> _THE PROBLEM_
Each line of the data must be set down again without a single difference.

Stored items from a collection:
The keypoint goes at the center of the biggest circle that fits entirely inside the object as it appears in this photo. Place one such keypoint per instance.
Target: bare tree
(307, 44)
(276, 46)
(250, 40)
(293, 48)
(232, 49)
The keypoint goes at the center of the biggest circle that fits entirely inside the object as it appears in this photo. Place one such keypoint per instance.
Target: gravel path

> _WRITTEN RESPONSE_
The keypoint goes at the center of the biggest circle that fits entirely inside the object as it appears in this photo. Place one such keypoint per instance.
Target: bare tree
(307, 44)
(276, 46)
(250, 40)
(293, 48)
(232, 49)
The keypoint goes at the center of the biggest circle that fits entirely inside the object as it appears in this photo. Place one such keypoint per instance.
Target: gravel path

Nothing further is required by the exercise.